** Start Document **

28th Jun 2023 by Andy Barr

The rise in De-influence marketing. What is it all about and what are the issues? We explain

De-influence marketing - what's it about and what are the issues

A de-influencer or deinfluence is a term used to describe individuals who are active on social media and aim to counteract the impact of influencers. Unlike influencers, who often promote products, services, or lifestyles through sponsored content, the purpose of de-influencing aims to educate and raise awareness about the products or services others are often told to buy, that aren't perhaps the best options available.

In a world where social media has become an integral part of our lives, influencer culture has grown rapidly. Influencers can have a powerful impact on their followers, telling them to purchase products that aren't always suitable for their wants or needs. All too often, 'Insta vs reality' highlights just how unattainable (not to mention unsustainable) influencer lifestyles truly are, and their message can promote consumerism and a materialistic view of the world.

** End Document **

* [Problem set]:
a. Translate this sentence from the article on de-influence marketing into Spanish: "In a world where social media has become an integral part of our lives, influencer culture has grown rapidly."
b. In the article on de-influence marketing, recast the paragraph beginning "A de-influencer or deinfluence is a term" as a short bulleted list that keeps its main facts.
c. Continue the article on de-influence marketing from the point where it stops.

** Start Excerpted records **

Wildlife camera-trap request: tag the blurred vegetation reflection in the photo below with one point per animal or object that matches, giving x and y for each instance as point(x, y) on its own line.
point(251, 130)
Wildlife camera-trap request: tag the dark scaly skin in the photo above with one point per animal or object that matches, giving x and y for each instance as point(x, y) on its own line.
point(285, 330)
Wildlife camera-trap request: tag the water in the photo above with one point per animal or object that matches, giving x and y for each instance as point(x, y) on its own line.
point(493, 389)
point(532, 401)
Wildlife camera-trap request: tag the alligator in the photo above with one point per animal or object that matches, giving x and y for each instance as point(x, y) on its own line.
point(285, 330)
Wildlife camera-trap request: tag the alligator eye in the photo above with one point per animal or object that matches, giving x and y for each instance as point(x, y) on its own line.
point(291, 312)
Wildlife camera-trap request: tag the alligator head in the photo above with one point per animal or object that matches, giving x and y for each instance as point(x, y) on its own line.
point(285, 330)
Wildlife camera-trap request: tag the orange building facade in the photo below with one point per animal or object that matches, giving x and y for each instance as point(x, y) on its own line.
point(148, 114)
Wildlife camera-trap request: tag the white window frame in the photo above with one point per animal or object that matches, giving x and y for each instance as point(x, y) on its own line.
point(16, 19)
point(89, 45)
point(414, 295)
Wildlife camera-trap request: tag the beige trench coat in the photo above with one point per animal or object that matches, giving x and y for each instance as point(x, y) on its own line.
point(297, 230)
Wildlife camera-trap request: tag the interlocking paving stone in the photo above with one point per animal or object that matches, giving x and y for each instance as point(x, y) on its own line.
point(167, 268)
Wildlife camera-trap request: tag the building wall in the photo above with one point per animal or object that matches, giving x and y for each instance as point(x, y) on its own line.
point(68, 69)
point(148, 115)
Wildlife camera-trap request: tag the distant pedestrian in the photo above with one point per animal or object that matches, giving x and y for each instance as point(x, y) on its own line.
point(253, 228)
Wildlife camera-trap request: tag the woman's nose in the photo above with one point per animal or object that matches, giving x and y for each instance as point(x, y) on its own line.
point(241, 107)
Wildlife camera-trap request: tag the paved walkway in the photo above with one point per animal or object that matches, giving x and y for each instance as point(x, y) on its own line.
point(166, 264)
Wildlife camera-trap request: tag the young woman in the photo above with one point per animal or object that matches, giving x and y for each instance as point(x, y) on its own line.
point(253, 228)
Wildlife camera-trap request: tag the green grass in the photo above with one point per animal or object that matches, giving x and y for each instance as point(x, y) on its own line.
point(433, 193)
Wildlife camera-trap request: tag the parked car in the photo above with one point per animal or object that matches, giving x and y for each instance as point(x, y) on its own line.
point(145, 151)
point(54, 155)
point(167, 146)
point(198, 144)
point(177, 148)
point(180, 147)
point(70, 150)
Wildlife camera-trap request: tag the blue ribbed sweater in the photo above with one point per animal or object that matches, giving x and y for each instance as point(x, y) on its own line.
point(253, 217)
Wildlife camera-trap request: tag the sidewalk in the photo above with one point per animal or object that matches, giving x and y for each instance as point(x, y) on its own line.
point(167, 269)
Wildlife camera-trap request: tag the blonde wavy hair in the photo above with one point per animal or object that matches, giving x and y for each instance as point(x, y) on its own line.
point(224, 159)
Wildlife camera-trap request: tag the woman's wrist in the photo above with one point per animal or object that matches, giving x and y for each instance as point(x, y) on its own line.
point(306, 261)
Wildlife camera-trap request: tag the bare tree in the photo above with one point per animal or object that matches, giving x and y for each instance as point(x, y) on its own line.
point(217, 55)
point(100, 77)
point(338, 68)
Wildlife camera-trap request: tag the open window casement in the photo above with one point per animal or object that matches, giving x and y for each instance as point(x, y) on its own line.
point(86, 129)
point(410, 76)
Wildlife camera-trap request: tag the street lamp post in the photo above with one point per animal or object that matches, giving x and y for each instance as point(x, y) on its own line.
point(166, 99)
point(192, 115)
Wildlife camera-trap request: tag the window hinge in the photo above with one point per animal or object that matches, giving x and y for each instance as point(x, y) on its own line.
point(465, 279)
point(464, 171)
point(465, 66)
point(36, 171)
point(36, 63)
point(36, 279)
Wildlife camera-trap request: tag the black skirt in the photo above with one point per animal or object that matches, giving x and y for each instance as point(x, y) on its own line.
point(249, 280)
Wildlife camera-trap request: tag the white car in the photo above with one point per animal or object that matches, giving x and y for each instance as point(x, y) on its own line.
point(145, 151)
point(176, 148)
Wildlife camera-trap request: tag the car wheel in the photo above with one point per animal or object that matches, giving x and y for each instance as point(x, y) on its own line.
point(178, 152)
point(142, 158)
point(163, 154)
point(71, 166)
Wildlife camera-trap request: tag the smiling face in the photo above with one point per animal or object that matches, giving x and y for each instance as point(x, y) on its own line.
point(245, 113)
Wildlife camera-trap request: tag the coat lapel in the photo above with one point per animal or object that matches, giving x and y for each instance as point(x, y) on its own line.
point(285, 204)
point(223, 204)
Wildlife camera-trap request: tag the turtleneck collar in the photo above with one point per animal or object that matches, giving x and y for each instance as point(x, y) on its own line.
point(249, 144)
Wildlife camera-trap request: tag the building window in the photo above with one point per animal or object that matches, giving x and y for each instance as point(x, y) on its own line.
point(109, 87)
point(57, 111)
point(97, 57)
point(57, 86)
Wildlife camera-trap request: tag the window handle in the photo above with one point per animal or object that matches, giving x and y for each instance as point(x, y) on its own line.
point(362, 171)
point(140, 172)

** End Excerpted records **

* [Results in order]:
a. En un mundo donde las redes sociales se han convertido en una parte integral de nuestras vidas, la cultura de los influencers ha crecido rápidamente.

b.
- A de-influencer is a person active on social media who tries to counteract the impact of influencers.
- Influencers often promote products, services, or lifestyles through sponsored content.
- De-influencing instead aims to educate and raise awareness about products or services people are often told to buy that may not be the best options available.

c.
De-influencers aim to counteract the view that a product or service is perfect by promoting a more realistic view. They encourage their followers to think for themselves, question the authenticity of influencer lifestyles and focus on what truly matters.

In addition, de-influencers also aim to educate their followers about the business side of influencer culture. They shed light on the manipulative tactics that brands use to promote their products and the ways in which influencers may be paid to promote products or lifestyles that are not in line with their authentic selves. By raising awareness about these issues, de-influencers aim to empower people to make informed choices about what they consume and support.

Brands can find themselves accidentally walking into a crisis communications situation via deinfluencing campaigns. Imagine seeing a big budget influencer collaboration getting outed or trashed on social media as part of this movement. This would cause a massive public relations headache.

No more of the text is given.